## Work request
Where a line holds the word "Vision", copy that line from the data below.

Image-backed grounding data:
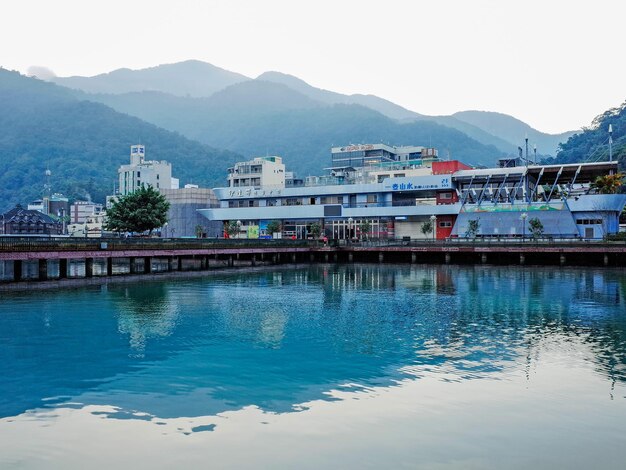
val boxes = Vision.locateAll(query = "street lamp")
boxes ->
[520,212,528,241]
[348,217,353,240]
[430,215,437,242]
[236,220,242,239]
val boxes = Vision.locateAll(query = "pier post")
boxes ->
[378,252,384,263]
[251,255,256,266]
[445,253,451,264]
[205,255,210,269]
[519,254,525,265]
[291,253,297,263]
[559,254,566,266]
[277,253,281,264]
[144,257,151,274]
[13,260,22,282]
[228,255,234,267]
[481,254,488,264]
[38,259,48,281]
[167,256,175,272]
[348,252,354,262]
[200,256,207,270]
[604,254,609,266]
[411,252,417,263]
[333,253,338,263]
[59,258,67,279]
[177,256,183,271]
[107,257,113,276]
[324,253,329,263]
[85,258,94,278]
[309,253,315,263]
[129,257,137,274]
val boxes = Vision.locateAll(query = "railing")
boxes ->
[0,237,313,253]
...
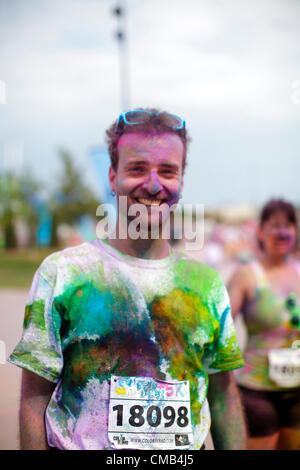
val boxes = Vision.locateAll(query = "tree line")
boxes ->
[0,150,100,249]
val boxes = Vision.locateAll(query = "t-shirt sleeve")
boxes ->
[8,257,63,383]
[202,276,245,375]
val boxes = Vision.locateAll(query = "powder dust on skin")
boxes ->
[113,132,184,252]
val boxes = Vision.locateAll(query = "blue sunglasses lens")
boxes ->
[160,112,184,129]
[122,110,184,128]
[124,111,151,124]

## Exercise answer
val boxes = Vision.locateAll(query = "street lamp")
val boxes = Vision.locateAll(query = "pier post")
val boxes = Vision.locateAll(query = "railing")
val boxes = Vision.locateAll(query = "tree line")
val boxes = Vision.locateAll(query = "t-shirt sleeve")
val boxes = Vision.locateAll(query = "powder dust on skin")
val boxes = Vision.locateAll(query = "blue sunglasses lens")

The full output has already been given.